◆ **Extracted text**:
—————
Every other part of HA allows the administrator to configure it to their own needs, or skip installing it in the first place. Where would the idea to do this one differently come from?
It’s worse than that. They’re sending the partial hash for all your secrets, in the same order every time. No randomization, no salting of the list. This is a textbook example for fingerprinting the calling device. And the third party could then start tracking when and how you change your passwords, if you change it into vulnerable ones, track your IPs using the fingerprint (are you using VPNs from time to time, are you changing your ISP, etc).
Worst case, settle on a version and fork it. Of course that’s far from ideal if you have cloud based services, etc.
Add me to the “Yes I would like to opt out.” List.
The Pwnd site is too much of a “one size fits all” For example If your password is “asdfghjkl” that is very common (over 400K hits) If you password is “LexusES” that is still Pwnd even though it is only on their list 3 times. Both generate a warning. But one is considerably better than the other (and I’m not sure it is LexusES, a longer password is almost always better than a short one).
Ironically, “LexusES!” is OK and “passes” but every hacker knows that putting an ! at the end of a password makes it no more secure (many argue that is slight less secure in some cases) . Sites/Systems that require a “special character” just causes 80% of users to put an ! at the end (and now the hacker knows one of the chars to guess).
About 5 years ago Microsoft’s Head Office did a corporate audit of their employees passwords… Over half were “Seahawks##” where the ## was the number of the month. 01-12… (those are all Pwnd too most with low double digits). They forced a special Charter, did another audit and Most of the passwords were “Seahawks##!” .
I guess it is better than nothing, but only slightly.
—————
◆ **Instructions for the task**: Reproduce the forum thread word for word from "The Pwnd site" to "a short one).". Rely only on the forum thread for your answers.

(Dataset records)
—————
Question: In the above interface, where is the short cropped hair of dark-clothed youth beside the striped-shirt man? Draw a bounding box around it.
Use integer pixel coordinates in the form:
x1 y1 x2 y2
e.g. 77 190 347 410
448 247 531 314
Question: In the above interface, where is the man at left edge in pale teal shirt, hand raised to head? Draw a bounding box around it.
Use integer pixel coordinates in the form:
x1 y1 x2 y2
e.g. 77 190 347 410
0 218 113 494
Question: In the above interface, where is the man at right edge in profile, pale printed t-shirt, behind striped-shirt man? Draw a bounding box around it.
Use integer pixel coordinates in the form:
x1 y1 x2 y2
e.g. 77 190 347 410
—————
◆ **Task solution**:
The Pwnd site is too much of a “one size fits all” For example If your password is “asdfghjkl” that is very common (over 400K hits) If you password is “LexusES” that is still Pwnd even though it is only on their list 3 times. Both generate a warning. But one is considerably better than the other (and I’m not sure it is LexusES, a longer password is almost always better than a short one).